### Work task
In the records below, find the line with "of the beard." and the line with "the goal net.". Print both exactly, along with every line between them, and no other line.
·····
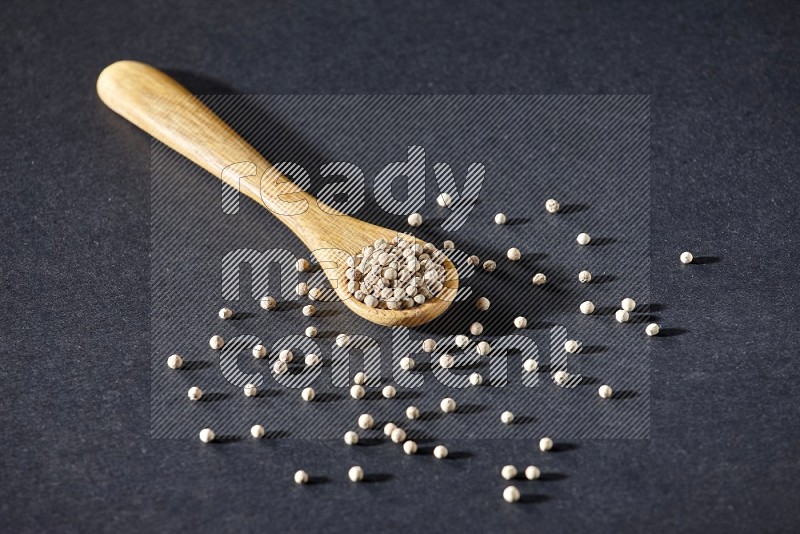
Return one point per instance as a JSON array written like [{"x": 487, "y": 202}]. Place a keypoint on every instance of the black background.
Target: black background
[{"x": 76, "y": 451}]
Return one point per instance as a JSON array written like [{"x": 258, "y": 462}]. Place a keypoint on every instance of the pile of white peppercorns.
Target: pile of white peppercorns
[{"x": 395, "y": 274}]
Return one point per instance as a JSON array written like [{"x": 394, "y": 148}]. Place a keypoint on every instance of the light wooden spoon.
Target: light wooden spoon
[{"x": 166, "y": 110}]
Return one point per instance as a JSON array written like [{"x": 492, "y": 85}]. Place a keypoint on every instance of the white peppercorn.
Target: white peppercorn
[
  {"x": 216, "y": 342},
  {"x": 511, "y": 494},
  {"x": 407, "y": 363},
  {"x": 508, "y": 472},
  {"x": 301, "y": 477},
  {"x": 356, "y": 473},
  {"x": 175, "y": 361},
  {"x": 444, "y": 200},
  {"x": 398, "y": 435},
  {"x": 365, "y": 421},
  {"x": 351, "y": 438},
  {"x": 532, "y": 472},
  {"x": 268, "y": 303},
  {"x": 483, "y": 348},
  {"x": 207, "y": 435},
  {"x": 448, "y": 405},
  {"x": 482, "y": 304},
  {"x": 530, "y": 365},
  {"x": 446, "y": 361},
  {"x": 410, "y": 447}
]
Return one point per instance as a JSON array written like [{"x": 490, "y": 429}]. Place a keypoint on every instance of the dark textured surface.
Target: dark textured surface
[{"x": 75, "y": 182}]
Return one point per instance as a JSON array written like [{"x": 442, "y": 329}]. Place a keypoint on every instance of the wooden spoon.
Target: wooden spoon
[{"x": 166, "y": 110}]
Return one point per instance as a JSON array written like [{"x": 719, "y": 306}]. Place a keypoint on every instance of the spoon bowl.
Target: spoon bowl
[{"x": 159, "y": 105}]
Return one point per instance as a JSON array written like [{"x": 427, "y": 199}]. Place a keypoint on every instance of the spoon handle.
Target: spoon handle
[{"x": 162, "y": 107}]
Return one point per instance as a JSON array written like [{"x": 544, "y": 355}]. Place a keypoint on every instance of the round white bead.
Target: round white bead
[
  {"x": 532, "y": 472},
  {"x": 508, "y": 472},
  {"x": 444, "y": 200},
  {"x": 511, "y": 494},
  {"x": 365, "y": 421},
  {"x": 356, "y": 473}
]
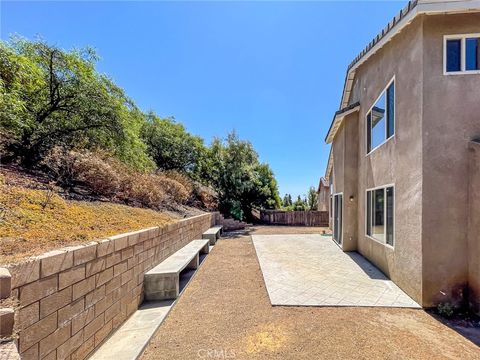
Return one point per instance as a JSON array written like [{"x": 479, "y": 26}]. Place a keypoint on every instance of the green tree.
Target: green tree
[
  {"x": 241, "y": 180},
  {"x": 299, "y": 204},
  {"x": 172, "y": 147},
  {"x": 51, "y": 97},
  {"x": 312, "y": 198}
]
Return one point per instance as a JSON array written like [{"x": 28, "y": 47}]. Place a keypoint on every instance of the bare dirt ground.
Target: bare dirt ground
[{"x": 225, "y": 313}]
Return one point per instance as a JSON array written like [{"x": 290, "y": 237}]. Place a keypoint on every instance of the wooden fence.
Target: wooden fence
[{"x": 294, "y": 218}]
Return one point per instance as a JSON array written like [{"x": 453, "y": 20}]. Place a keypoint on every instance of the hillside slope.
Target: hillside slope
[{"x": 35, "y": 218}]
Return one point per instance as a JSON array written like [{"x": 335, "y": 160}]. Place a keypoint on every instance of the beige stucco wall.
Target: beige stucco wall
[
  {"x": 345, "y": 150},
  {"x": 474, "y": 226},
  {"x": 451, "y": 118},
  {"x": 399, "y": 160}
]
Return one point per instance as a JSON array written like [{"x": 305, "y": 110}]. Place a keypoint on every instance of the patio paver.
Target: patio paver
[{"x": 311, "y": 270}]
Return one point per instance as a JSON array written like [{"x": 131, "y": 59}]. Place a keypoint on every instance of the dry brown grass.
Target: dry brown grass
[
  {"x": 103, "y": 175},
  {"x": 33, "y": 221}
]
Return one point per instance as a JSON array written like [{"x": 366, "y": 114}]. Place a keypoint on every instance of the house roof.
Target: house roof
[
  {"x": 338, "y": 118},
  {"x": 399, "y": 22}
]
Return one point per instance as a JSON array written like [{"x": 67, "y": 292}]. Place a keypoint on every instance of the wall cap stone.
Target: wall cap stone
[{"x": 5, "y": 283}]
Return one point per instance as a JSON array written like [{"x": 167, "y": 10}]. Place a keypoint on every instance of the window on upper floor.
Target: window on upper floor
[
  {"x": 381, "y": 119},
  {"x": 461, "y": 54}
]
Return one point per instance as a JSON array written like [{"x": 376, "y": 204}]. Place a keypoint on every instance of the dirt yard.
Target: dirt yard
[{"x": 225, "y": 313}]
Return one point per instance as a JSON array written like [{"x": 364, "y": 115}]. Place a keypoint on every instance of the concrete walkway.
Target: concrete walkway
[{"x": 311, "y": 270}]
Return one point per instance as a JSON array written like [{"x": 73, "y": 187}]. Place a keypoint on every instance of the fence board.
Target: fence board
[{"x": 294, "y": 218}]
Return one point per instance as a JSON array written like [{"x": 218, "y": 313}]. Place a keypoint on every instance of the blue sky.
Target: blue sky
[{"x": 273, "y": 71}]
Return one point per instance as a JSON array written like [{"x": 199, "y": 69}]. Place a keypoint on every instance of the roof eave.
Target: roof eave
[{"x": 337, "y": 121}]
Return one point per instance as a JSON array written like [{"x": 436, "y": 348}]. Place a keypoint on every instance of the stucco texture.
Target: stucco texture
[{"x": 451, "y": 118}]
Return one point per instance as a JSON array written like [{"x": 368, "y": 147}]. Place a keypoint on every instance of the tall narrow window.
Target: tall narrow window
[
  {"x": 380, "y": 208},
  {"x": 391, "y": 110},
  {"x": 389, "y": 212},
  {"x": 454, "y": 55},
  {"x": 381, "y": 119},
  {"x": 472, "y": 56},
  {"x": 462, "y": 54}
]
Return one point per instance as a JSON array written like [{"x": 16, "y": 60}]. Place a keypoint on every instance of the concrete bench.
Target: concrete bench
[
  {"x": 213, "y": 234},
  {"x": 163, "y": 281}
]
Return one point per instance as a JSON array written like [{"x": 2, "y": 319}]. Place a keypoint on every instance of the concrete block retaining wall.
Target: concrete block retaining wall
[{"x": 71, "y": 300}]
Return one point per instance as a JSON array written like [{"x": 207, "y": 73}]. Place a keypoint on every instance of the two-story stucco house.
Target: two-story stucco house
[{"x": 405, "y": 160}]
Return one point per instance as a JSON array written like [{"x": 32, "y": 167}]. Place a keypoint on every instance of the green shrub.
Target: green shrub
[{"x": 445, "y": 309}]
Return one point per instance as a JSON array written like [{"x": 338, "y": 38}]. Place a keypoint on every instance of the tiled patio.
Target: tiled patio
[{"x": 311, "y": 270}]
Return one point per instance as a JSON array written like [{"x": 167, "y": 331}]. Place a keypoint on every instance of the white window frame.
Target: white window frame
[
  {"x": 384, "y": 91},
  {"x": 463, "y": 55},
  {"x": 385, "y": 214},
  {"x": 333, "y": 218}
]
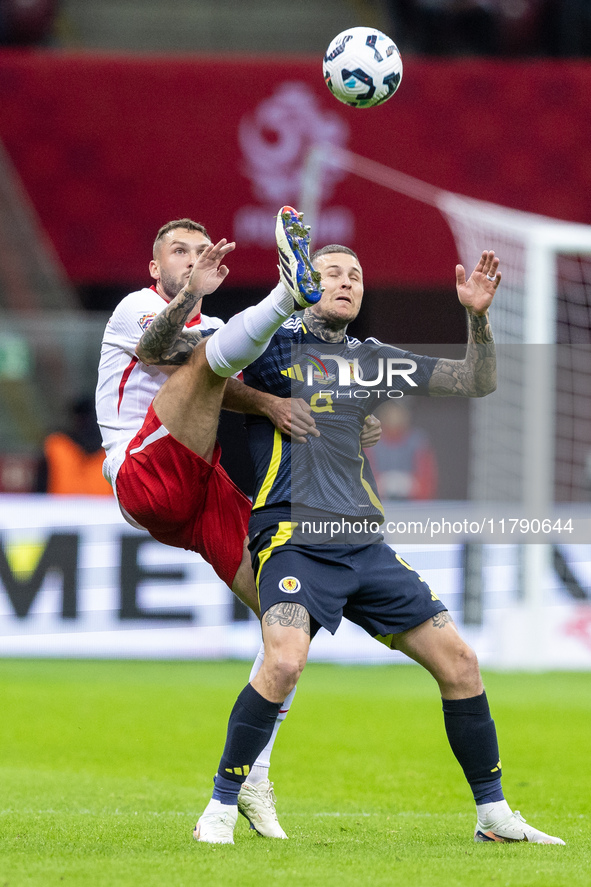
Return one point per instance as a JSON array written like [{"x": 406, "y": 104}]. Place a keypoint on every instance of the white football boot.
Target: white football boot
[
  {"x": 216, "y": 824},
  {"x": 295, "y": 269},
  {"x": 512, "y": 827},
  {"x": 257, "y": 804}
]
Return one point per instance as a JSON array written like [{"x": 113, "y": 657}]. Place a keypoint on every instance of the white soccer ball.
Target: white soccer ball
[{"x": 362, "y": 67}]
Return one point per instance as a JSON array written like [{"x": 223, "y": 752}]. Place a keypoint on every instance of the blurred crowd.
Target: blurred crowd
[
  {"x": 510, "y": 28},
  {"x": 513, "y": 28}
]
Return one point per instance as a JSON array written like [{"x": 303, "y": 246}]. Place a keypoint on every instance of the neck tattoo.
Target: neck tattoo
[{"x": 322, "y": 329}]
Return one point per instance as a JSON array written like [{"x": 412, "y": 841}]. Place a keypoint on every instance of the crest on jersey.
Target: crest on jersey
[
  {"x": 145, "y": 320},
  {"x": 290, "y": 584}
]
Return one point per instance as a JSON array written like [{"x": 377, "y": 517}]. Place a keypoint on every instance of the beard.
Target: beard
[{"x": 170, "y": 284}]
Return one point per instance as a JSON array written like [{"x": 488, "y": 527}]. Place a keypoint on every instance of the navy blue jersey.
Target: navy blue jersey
[{"x": 343, "y": 383}]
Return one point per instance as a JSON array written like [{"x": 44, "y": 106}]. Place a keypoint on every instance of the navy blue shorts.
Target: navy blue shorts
[{"x": 370, "y": 585}]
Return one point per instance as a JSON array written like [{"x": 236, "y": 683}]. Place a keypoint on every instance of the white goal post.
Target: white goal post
[{"x": 529, "y": 440}]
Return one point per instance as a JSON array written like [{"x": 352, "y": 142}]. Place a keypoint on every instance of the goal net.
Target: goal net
[{"x": 530, "y": 442}]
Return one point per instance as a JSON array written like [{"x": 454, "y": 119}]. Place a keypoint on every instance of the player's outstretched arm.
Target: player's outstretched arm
[
  {"x": 165, "y": 342},
  {"x": 476, "y": 375}
]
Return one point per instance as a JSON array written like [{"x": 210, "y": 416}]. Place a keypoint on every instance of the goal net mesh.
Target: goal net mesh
[{"x": 530, "y": 442}]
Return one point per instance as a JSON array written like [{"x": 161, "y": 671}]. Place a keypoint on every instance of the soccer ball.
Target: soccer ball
[{"x": 362, "y": 67}]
·····
### Expected output
Return one point per instance as a JSON array written like [{"x": 377, "y": 517}]. Place a keypoint on every instance of the beard.
Target: beard
[{"x": 170, "y": 284}]
Return one point per instance as a JSON array written like [{"x": 488, "y": 527}]. Place a keypoint on every instance of the navy blue jersey.
Target: navy blue jersey
[{"x": 343, "y": 383}]
Return one point per instance as a JSON array written like [{"x": 44, "y": 106}]. Place a keypoint on every instance of the navy blue shorts.
Target: navy blue shorts
[{"x": 370, "y": 585}]
Return one point per instance as a JSON array written like [{"x": 236, "y": 683}]. Place a keypoint on every instance of the white goal post.
Target: white goal post
[{"x": 529, "y": 440}]
Return one point per instance as a JSON array written like [{"x": 352, "y": 142}]. Place a keypoint on every instance of the goal net.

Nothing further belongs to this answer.